Pointing dataset excerpts:
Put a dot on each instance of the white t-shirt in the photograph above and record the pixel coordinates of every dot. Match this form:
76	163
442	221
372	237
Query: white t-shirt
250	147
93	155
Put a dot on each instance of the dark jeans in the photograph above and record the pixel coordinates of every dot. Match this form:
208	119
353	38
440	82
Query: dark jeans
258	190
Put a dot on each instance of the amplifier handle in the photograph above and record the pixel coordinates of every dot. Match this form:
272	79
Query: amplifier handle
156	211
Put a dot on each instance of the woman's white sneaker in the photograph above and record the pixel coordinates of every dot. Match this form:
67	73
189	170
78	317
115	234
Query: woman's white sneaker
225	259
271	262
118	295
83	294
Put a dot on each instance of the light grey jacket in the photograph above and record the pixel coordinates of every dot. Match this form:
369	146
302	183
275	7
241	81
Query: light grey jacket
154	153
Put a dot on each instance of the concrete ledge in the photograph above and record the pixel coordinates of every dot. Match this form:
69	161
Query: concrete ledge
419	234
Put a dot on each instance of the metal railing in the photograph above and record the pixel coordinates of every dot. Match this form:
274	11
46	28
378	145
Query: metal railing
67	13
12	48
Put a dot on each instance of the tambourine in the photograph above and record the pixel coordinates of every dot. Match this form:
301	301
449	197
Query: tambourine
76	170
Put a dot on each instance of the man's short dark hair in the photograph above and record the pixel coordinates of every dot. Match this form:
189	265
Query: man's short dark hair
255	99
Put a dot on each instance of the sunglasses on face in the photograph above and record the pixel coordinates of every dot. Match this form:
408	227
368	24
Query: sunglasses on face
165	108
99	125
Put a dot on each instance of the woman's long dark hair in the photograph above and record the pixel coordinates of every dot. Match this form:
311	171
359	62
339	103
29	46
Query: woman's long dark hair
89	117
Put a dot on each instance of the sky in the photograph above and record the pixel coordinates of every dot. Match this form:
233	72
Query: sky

> _YOUR OBJECTIVE_
What are the lines from the one with "Put a dot on each instance of the concrete" through the last line of the records above? Quote them exactly and add nothing.

> _RESPONSE FOR THIS EXERCISE_
Put a dot on each instance of the concrete ledge in the photograph above and record the pixel coordinates of every dot. Match this form:
69	161
Query: concrete ledge
419	234
Put a dot on each instance of the metal railing in the photograph above and record the pixel coordinates of every dot. Match this form:
274	11
46	28
378	145
Query: metal railing
67	13
12	48
Put a dot on each instance of the tambourine in the photograph above and record the pixel coordinates of every dot. Match this form:
301	301
449	197
Query: tambourine
76	170
Put a dot on each instance of the man's short dark hair in the photograph above and record the pixel coordinates of every dot. Match this form:
189	265
Query: man's short dark hair
255	99
Put a dot on each instance of the sunglasses on face in the photograph above and record the pixel coordinates of every dot. Match this form:
408	227
368	24
Query: sunglasses on face
165	108
99	125
Put a dot on each instance of the woman's long dark hair in the photograph above and record the pixel coordinates of every dot. Match this form:
311	171
359	62
339	103
29	46
Query: woman's long dark hair
89	117
Put a dot on each instance of the sky in the photograph above and record the pixel coordinates of every dot. Match this form:
233	72
Query: sky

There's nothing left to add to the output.